§ **Tarefa escrita a**: Reproduza palavra por palavra, do início ao fim, o trecho sobre arte e história da Síria que vem a seguir.

§ **Trecho dado**:
>>>

Arte feita de pedras: acima, três obras do
artista sírio Tammam Azzam que apresentam
releituras de obras célebres da história da arte
no contexto da Guerra Civil em seu país,
"A Dança" (de Henri Matisse), "Noite Estrelada"
(de Van Gogh) e "O Grito" (de Edvard Munch).

Abaixo, 
uma cena da guerra por Nizar Ali Badr






No século 20, a Síria conseguiu restabelecer sua soberania como nação, logo depois da Primeira Guerra Mundial, tornando-se o maior Estado árabe e, em 1945, ao final da Segunda Guerra, foi um dos membros fundadores da ONU, Organização das Nações Unidas, e da Liga Árabe. Ainda na década de 1940, os sírios elegeram o primeiro presidente do país, Shukri al-Quwati, e conquistaram sua independência definitiva, após um longo período do domínio francês. Nas décadas seguintes, a Síria se alinhou à União Soviética, depois ao Egito, só retornando à independência em 1970, quando houve um golpe de estado liderado pelo general Hafez al-Assad. Depois do golpe o país conquistou novamente a independência, mas permaneceu sob um governo autoritário.

<<<

§ **Tarefa escrita b**: Edite a listagem a partir da linha que tem "indicate: tail feather" até o final dela, trocando "indicate" por "mark" e sem mudar mais nada. Devolva apenas essas linhas.

§ **Dados**:
>>>

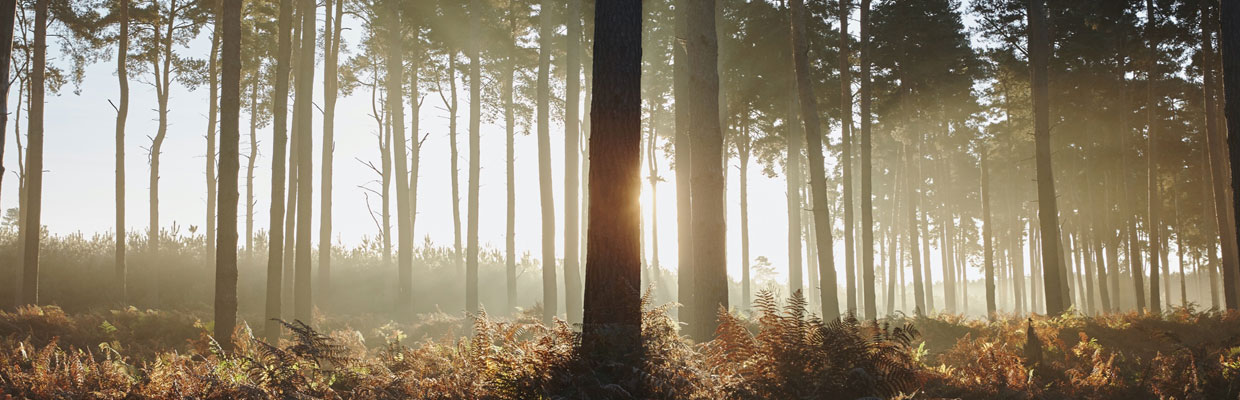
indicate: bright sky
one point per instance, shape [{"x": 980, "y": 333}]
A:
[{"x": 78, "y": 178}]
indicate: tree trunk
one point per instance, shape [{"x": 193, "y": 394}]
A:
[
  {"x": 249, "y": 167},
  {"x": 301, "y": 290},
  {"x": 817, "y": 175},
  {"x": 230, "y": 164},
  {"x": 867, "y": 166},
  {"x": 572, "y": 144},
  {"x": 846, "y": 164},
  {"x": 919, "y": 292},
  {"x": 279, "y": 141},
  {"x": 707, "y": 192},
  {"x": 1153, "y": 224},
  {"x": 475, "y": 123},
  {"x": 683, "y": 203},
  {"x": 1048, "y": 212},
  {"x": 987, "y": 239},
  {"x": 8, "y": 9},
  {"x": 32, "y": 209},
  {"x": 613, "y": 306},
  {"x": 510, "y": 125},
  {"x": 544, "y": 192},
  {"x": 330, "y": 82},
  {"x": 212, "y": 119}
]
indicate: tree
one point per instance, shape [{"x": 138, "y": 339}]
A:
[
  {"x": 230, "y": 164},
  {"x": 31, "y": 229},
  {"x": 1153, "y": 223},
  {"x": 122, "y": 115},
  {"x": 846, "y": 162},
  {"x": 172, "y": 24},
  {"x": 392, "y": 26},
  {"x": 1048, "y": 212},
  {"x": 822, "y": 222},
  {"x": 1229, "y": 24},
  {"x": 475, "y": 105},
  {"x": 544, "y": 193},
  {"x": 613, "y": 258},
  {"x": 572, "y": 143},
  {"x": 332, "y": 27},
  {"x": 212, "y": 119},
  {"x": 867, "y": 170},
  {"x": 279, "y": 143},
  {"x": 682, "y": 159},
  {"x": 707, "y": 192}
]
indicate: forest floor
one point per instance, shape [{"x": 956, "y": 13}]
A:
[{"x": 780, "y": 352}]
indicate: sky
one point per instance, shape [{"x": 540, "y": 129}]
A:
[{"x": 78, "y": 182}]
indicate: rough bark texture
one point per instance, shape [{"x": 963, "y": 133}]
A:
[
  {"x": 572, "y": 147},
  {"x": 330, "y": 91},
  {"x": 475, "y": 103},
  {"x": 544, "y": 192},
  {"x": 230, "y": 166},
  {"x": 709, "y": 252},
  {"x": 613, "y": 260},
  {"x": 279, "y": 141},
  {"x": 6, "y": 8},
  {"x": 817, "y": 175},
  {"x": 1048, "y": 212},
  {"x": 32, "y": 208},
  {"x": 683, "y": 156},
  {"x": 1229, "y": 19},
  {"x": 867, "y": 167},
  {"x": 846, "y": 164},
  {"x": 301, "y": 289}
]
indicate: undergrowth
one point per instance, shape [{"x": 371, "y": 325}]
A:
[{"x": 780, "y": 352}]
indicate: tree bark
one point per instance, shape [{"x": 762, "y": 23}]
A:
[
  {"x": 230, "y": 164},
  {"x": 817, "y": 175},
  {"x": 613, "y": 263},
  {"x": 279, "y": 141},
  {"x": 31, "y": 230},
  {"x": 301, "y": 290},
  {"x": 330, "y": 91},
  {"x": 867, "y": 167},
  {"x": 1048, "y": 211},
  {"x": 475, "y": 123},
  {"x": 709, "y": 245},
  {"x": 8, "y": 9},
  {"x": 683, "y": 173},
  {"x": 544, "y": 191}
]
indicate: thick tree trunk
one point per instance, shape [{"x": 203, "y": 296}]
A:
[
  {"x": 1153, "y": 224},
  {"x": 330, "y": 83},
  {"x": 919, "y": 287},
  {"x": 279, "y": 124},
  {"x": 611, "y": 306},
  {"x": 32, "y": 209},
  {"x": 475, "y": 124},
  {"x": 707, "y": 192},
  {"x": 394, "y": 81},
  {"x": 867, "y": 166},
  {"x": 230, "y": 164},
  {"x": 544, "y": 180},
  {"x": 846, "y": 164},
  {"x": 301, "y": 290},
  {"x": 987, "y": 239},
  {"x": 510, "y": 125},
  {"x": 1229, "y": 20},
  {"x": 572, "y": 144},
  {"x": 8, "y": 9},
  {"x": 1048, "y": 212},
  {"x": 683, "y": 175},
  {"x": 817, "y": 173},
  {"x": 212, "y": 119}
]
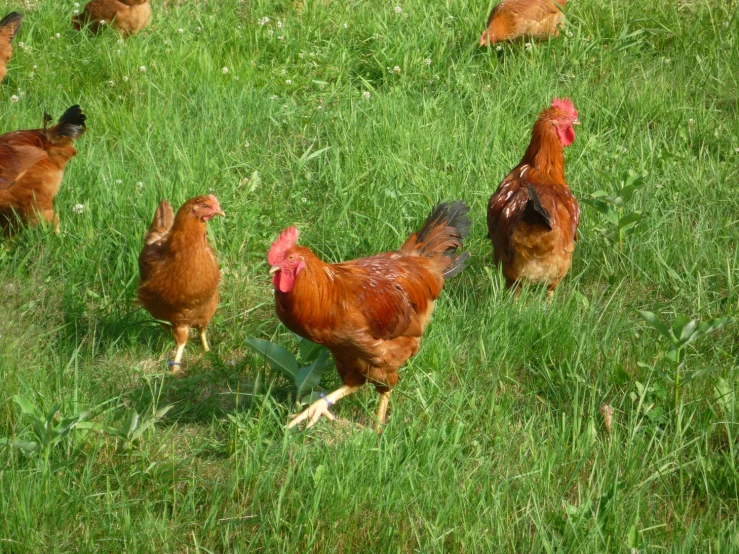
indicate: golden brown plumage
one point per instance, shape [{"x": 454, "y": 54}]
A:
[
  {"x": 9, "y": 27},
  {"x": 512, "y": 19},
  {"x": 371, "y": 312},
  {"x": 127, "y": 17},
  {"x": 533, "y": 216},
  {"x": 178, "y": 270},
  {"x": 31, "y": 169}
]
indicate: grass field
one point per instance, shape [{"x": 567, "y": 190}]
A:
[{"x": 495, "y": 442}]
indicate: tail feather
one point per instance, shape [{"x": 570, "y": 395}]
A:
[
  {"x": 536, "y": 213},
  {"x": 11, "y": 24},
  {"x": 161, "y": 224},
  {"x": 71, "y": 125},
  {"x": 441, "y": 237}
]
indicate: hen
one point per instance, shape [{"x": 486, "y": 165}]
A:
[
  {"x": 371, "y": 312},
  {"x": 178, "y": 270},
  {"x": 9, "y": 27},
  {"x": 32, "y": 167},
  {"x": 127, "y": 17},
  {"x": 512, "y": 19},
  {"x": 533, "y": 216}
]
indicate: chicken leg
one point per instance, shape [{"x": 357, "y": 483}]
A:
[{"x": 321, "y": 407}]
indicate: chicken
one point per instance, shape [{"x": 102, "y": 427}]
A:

<<<

§ **Resposta a**:
Arte feita de pedras: acima, três obras do
artista sírio Tammam Azzam que apresentam
releituras de obras célebres da história da arte
no contexto da Guerra Civil em seu país,
"A Dança" (de Henri Matisse), "Noite Estrelada"
(de Van Gogh) e "O Grito" (de Edvard Munch).

Abaixo, 
uma cena da guerra por Nizar Ali Badr






No século 20, a Síria conseguiu restabelecer sua soberania como nação, logo depois da Primeira Guerra Mundial, tornando-se o maior Estado árabe e, em 1945, ao final da Segunda Guerra, foi um dos membros fundadores da ONU, Organização das Nações Unidas, e da Liga Árabe. Ainda na década de 1940, os sírios elegeram o primeiro presidente do país, Shukri al-Quwati, e conquistaram sua independência definitiva, após um longo período do domínio francês. Nas décadas seguintes, a Síria se alinhou à União Soviética, depois ao Egito, só retornando à independência em 1970, quando houve um golpe de estado liderado pelo general Hafez al-Assad. Depois do golpe o país conquistou novamente a independência, mas permaneceu sob um governo autoritário.

§ **Resposta b**:
mark: tail feather
one point per instance, shape [{"x": 570, "y": 395}]
A:
[
  {"x": 536, "y": 213},
  {"x": 11, "y": 24},
  {"x": 161, "y": 224},
  {"x": 71, "y": 125},
  {"x": 441, "y": 237}
]
mark: hen
one point per instance, shape [{"x": 486, "y": 165}]
A:
[
  {"x": 371, "y": 312},
  {"x": 178, "y": 270},
  {"x": 9, "y": 27},
  {"x": 32, "y": 167},
  {"x": 127, "y": 17},
  {"x": 512, "y": 19},
  {"x": 533, "y": 216}
]
mark: chicken leg
one point per instance, shape [{"x": 357, "y": 483}]
A:
[{"x": 321, "y": 407}]
mark: chicken
one point per instance, shape [{"x": 102, "y": 427}]
A:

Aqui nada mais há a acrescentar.